**DATENAUSZUG:**
>>>

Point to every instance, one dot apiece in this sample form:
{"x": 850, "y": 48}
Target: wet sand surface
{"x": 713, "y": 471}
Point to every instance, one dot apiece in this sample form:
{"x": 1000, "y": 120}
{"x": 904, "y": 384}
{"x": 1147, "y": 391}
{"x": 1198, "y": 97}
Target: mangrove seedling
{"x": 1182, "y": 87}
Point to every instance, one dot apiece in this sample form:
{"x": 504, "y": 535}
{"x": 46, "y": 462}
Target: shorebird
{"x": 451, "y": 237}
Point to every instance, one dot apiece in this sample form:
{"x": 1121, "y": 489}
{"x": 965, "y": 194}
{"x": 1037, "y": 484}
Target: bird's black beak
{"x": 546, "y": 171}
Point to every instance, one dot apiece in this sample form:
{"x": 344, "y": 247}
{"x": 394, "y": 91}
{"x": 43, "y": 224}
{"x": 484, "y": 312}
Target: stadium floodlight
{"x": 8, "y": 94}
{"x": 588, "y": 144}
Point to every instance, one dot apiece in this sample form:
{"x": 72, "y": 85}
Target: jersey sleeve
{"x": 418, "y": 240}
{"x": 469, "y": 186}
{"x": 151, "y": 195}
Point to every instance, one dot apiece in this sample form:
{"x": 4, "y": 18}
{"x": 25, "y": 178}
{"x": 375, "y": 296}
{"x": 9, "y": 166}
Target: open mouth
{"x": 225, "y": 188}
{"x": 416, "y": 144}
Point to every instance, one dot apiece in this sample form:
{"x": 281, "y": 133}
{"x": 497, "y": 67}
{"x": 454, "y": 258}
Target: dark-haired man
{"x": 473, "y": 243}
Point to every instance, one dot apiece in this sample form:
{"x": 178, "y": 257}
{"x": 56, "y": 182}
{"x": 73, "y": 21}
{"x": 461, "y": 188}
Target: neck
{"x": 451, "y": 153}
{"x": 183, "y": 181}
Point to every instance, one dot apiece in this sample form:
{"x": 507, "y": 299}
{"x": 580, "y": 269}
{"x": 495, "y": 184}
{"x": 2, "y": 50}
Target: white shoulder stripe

<<<

**AUFGABENZIEL:** Welche Zeilen der Einträge enthalten das Wort „Target“? Wähle jede dieser Zeilen aus und gib sie unverändert wieder.

**SCHRIFTLICHE ANTWORT:**
Target: wet sand surface
Target: mangrove seedling
Target: shorebird
Target: bird's black beak
Target: stadium floodlight
Target: jersey sleeve
Target: open mouth
Target: dark-haired man
Target: neck
Target: white shoulder stripe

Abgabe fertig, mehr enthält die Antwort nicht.